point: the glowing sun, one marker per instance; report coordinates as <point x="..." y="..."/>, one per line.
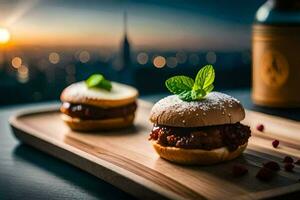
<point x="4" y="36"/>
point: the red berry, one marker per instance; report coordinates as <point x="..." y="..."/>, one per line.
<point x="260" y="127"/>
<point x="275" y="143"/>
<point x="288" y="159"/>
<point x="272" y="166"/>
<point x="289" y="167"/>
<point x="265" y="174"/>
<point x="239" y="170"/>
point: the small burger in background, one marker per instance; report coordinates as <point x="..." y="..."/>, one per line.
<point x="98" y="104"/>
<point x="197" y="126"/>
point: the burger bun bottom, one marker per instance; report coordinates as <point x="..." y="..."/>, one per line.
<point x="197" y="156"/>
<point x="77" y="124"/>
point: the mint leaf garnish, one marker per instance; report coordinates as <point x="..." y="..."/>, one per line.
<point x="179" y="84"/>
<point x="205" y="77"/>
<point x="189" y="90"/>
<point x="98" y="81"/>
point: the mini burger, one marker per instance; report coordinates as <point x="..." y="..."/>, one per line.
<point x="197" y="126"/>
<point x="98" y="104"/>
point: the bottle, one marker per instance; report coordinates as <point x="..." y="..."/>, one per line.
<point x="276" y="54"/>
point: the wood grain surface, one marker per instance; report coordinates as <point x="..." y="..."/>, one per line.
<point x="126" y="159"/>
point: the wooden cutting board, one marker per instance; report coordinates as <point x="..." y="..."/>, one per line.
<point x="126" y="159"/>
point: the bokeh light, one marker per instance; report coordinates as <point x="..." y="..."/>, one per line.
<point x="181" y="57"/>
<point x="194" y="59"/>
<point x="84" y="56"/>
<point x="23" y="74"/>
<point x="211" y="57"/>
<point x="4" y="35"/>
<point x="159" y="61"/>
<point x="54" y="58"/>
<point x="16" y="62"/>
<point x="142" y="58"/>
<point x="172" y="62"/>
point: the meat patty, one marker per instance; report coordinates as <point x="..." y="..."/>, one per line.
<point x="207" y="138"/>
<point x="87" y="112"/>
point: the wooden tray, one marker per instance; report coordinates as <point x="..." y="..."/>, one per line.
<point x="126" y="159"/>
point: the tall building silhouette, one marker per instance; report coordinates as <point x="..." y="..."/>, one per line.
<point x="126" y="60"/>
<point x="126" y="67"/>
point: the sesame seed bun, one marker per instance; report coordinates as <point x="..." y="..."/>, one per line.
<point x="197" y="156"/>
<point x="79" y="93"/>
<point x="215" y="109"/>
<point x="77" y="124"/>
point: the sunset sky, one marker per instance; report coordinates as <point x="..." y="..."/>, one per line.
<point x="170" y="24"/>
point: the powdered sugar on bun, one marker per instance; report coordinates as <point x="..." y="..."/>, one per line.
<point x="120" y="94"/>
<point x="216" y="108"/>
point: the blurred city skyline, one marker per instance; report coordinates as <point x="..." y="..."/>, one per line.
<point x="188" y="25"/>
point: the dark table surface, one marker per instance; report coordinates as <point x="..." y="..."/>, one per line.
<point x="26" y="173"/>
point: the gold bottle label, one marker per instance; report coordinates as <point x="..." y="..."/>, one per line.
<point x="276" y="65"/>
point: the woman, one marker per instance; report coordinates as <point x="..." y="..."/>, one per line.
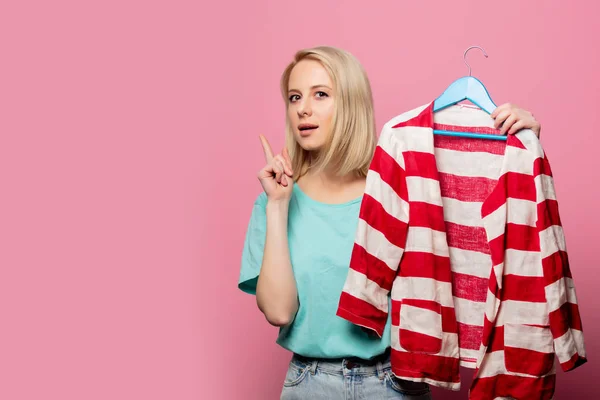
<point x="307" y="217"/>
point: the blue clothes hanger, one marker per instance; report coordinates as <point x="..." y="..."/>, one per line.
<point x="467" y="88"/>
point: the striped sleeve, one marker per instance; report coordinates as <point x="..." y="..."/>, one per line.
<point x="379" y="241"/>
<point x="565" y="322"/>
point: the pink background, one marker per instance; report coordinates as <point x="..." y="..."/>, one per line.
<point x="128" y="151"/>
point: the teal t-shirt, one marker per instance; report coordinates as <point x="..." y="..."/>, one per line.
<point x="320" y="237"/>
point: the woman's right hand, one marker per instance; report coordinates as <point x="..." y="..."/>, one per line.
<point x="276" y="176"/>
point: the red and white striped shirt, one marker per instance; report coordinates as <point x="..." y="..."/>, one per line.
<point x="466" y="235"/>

---------------

Output every line of the records above unchanged, and keep the pictures out.

_RESPONSE BELOW_.
point: the glowing sun, one marker per instance; report coordinates as <point x="..." y="..."/>, one per line.
<point x="4" y="36"/>
point: the red berry, one marker per instance; report coordinates as <point x="..." y="..."/>, one per line.
<point x="260" y="127"/>
<point x="275" y="143"/>
<point x="288" y="159"/>
<point x="272" y="166"/>
<point x="289" y="167"/>
<point x="265" y="174"/>
<point x="239" y="170"/>
point: the small burger in background, one marker per instance; report coordinates as <point x="..." y="..."/>, one per line.
<point x="98" y="104"/>
<point x="197" y="126"/>
point: the burger bun bottom, one marker per instance; report coordinates as <point x="..." y="..."/>, one per line.
<point x="197" y="156"/>
<point x="77" y="124"/>
point: the mint leaf garnish, one marker per instance; report coordinates as <point x="..." y="..."/>, one per line.
<point x="179" y="84"/>
<point x="205" y="77"/>
<point x="189" y="90"/>
<point x="98" y="81"/>
point: the mini burger, one marker per instance; report coordinates as <point x="..." y="..."/>, one per line.
<point x="197" y="126"/>
<point x="98" y="104"/>
point: the bottle, one marker per instance; report coordinates as <point x="..." y="..."/>, one per line.
<point x="276" y="54"/>
point: the wood grain surface, one marker per instance; report coordinates as <point x="..." y="..."/>, one per line.
<point x="126" y="159"/>
point: the wooden cutting board, one marker per instance; report coordinates as <point x="..." y="..."/>, one per line.
<point x="126" y="159"/>
point: the bokeh light, one marker per instance; report coordinates as <point x="..." y="..."/>, one per line.
<point x="181" y="57"/>
<point x="194" y="59"/>
<point x="84" y="56"/>
<point x="23" y="74"/>
<point x="211" y="57"/>
<point x="4" y="35"/>
<point x="159" y="61"/>
<point x="54" y="58"/>
<point x="16" y="62"/>
<point x="142" y="58"/>
<point x="172" y="62"/>
point: the meat patty, one marker per instance; report coordinates as <point x="..." y="..."/>, one per line.
<point x="207" y="138"/>
<point x="87" y="112"/>
point: the wooden tray, one marker per instance; report coordinates as <point x="..." y="..."/>, one per line.
<point x="126" y="159"/>
point: the tall building silhouette, one marker per instance; report coordinates as <point x="..." y="..."/>, one per line.
<point x="126" y="60"/>
<point x="126" y="67"/>
point: the sesame seed bun, one marker per instance; report coordinates as <point x="..." y="..."/>, one per line.
<point x="197" y="156"/>
<point x="79" y="93"/>
<point x="215" y="109"/>
<point x="77" y="124"/>
point: the sunset sky, one marker per instance; report coordinates as <point x="..." y="..."/>, one per line.
<point x="170" y="24"/>
point: the powdered sugar on bun, one marker per instance; report coordinates as <point x="..." y="..."/>, one per line.
<point x="120" y="94"/>
<point x="216" y="108"/>
point: the blurred city skyline, one marker per instance; report coordinates as <point x="..." y="..."/>, one per line.
<point x="188" y="25"/>
point: the dark table surface, one marker per instance; report coordinates as <point x="..." y="..."/>, one per line.
<point x="26" y="173"/>
point: the gold bottle label, one marker per instance; report coordinates as <point x="..." y="..."/>, one per line.
<point x="276" y="65"/>
point: the woman, one marker per instance; report coordinates as <point x="..." y="..."/>, one per line.
<point x="307" y="217"/>
point: the blue clothes hanger, one marker per instance; report coordinates as <point x="..." y="..."/>, one per line.
<point x="467" y="88"/>
point: the striped sleeve, one marker per instance; report coordinates as <point x="..." y="..."/>, one per line.
<point x="379" y="241"/>
<point x="565" y="322"/>
point: the pink background, one marker per instance; report coordinates as <point x="..." y="..."/>, one per line.
<point x="128" y="151"/>
point: the teal t-shirt, one marker per instance; report coordinates as <point x="..." y="..."/>, one per line.
<point x="320" y="237"/>
point: the woman's right hand, one marker per instance; report coordinates as <point x="..." y="..."/>, one per line.
<point x="276" y="176"/>
point: the red and white striped shirt, one marker per instance; report coordinates as <point x="..." y="..."/>, one per line.
<point x="466" y="235"/>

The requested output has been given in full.